YOUR TASK: Output every line of all the entries below as a numbered list, omitting any blank lines.

____

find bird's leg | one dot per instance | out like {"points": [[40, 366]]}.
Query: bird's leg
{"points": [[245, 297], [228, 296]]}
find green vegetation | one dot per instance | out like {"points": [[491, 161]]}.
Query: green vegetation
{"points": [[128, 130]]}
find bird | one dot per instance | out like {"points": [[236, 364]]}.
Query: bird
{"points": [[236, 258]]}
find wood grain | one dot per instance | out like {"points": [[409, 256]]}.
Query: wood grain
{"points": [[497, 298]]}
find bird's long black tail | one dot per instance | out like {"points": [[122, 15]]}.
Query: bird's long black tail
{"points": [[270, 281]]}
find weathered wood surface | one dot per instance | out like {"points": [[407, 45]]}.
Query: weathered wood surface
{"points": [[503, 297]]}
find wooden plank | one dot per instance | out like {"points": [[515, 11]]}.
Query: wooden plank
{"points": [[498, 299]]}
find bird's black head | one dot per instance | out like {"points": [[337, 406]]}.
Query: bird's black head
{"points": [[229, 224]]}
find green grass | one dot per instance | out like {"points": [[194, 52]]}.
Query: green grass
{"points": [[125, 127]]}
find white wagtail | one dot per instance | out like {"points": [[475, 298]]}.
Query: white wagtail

____

CORRECT ANSWER:
1. find bird's leg | one dot per instance | out like {"points": [[40, 366]]}.
2. Query: bird's leg
3. {"points": [[245, 297], [228, 296]]}
4. find green vegetation | one dot per instance | out like {"points": [[491, 161]]}.
5. Query: green vegetation
6. {"points": [[128, 130]]}
7. find bird | one dot per instance | out like {"points": [[236, 364]]}.
8. Query: bird
9. {"points": [[236, 258]]}
10. find wood grain | one dot per instance | out like {"points": [[409, 256]]}.
11. Query: wood grain
12. {"points": [[497, 298]]}
13. find bird's long black tail | one dot per instance | out like {"points": [[122, 15]]}.
14. Query: bird's long black tail
15. {"points": [[270, 281]]}
16. find weathered wood surface | one dot per instance | out like {"points": [[407, 45]]}.
17. Query: weathered wood surface
18. {"points": [[503, 297]]}
19. find wooden plank | one dot per instance | out like {"points": [[515, 11]]}.
20. Query: wooden plank
21. {"points": [[498, 299]]}
22. find bird's black head | one dot per instance | out like {"points": [[337, 406]]}.
23. Query: bird's black head
24. {"points": [[229, 224]]}
25. find green grass | one dot per instance | out like {"points": [[194, 52]]}.
26. Query: green grass
27. {"points": [[125, 127]]}
28. find white wagtail | one dot per instance | out like {"points": [[475, 298]]}.
29. Query: white wagtail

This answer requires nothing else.